++++ Extrait du document ++++

En 1899 et 1900, Zitkala-Sa étudie le violon à Boston et l’Atlantic Monthly publie ses Mémoires qui rencontrent un grand succès. Co-fondatrice du Conseil national des Indiens d'Amérique en 1926, créé pour faire pression en faveur du droit des autochtones à la citoyenneté américaine, Zitkala-Sa en restera présidente jusqu'à sa mort en 1938.
Les photos prises par Gertrude capturent les deux « personnalités » de la jeune femme qui accomplit une belle carrière de musicienne.
Gertrude n’évoque
que dans une seule photo le double héritage de Zitkala-Sa : en robe
« à l’américaine », elle serre un panier indien contre sa poitrine,
suggérant ainsi que, tout en assumant ses vêtements modernes, elle chérit son héritage amérindien.

++++ Données fournies ++++

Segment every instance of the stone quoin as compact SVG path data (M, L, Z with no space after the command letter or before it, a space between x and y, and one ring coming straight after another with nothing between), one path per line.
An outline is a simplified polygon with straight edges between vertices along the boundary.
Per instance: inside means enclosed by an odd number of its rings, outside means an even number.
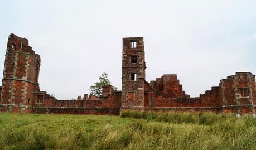
M147 82L143 37L123 38L122 91L105 86L102 97L84 94L75 100L56 99L40 90L40 56L28 40L11 34L0 86L0 112L119 115L125 110L196 110L255 115L255 79L250 72L229 76L197 98L185 93L176 74Z

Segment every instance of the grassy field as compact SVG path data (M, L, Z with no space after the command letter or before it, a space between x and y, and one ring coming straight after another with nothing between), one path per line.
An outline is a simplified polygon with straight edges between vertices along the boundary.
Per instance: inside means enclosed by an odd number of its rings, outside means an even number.
M128 112L121 116L0 113L0 149L256 149L256 119Z

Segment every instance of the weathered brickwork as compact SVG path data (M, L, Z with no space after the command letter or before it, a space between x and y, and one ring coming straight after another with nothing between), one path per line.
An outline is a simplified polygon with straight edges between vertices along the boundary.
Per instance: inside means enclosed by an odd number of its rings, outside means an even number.
M74 100L56 99L40 90L40 56L28 40L11 34L0 86L0 112L119 115L125 110L193 110L255 115L255 78L250 72L229 76L197 98L186 94L176 74L147 82L143 37L123 38L122 91L105 86L99 98L84 94Z

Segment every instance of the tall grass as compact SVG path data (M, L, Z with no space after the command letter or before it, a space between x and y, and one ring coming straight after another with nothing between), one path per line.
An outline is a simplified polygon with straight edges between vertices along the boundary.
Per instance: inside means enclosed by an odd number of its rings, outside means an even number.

++++

*Consignes*:
1. D'après l'extrait sur Zitkala-Sa, en quelle année a-t-elle cofondé le Conseil national des Indiens d'Amérique ?
2. Recopiez fidèlement le passage de l'extrait sur Zitkala-Sa qui va de « Les photos prises » jusqu'à « son héritage amérindien. » inclus.
3. Prolongez le texte sur Zitkala-Sa à partir de sa dernière phrase.

*Corrigés*:
1. En 1926.

2.
Les photos prises par Gertrude capturent les deux « personnalités » de la jeune femme qui accomplit une belle carrière de musicienne.
Gertrude n’évoque
que dans une seule photo le double héritage de Zitkala-Sa : en robe
« à l’américaine », elle serre un panier indien contre sa poitrine,
suggérant ainsi que, tout en assumant ses vêtements modernes, elle chérit son héritage amérindien.

3.
(Ces trois photos
ont été trouvées sur le net. Elles seraient conservées au Smithonian American Art Museum qui ne les montre pas en ligne mais elles ont été publiées plusieurs fois.)
Le studio de Gertrude est proche des locaux du New York Camera Club, où officie Alfred Stieglitz, photographe déjà célèbre et rédacteur en chef du journal, Camera Note. Sous le prétexte un peu fallacieux de se faire expliquer les méthodes de la prise de vue en extérieur (alors que de telles prises de vues de son voyage français ont déjà été publiées), Gertrude prend contact avec lui en juin 1898 et l’invite à visiter son atelier. Une amitié va naître, née de l’admiration mutuelle pour leur travail respectif.
Le premier Salon
photographique de Philadelphie a lieu du 24 octobre au 12 novembre 1898, à
l’Académie des beaux-arts de Pennsylvanie. Les exposants sont choisis par un jury, selon des
critères stricts et l’absence de prix permet aux critiques de s’exprimer
librement. Comme Stieglitz, Gertrude reçoit l’autorisation d’y exposer dix
photographies, soit le maximum possible, et apparaît comme la révélation de
l’année. Elle y présente notamment Mère et enfant, plus tard appelée Adoration.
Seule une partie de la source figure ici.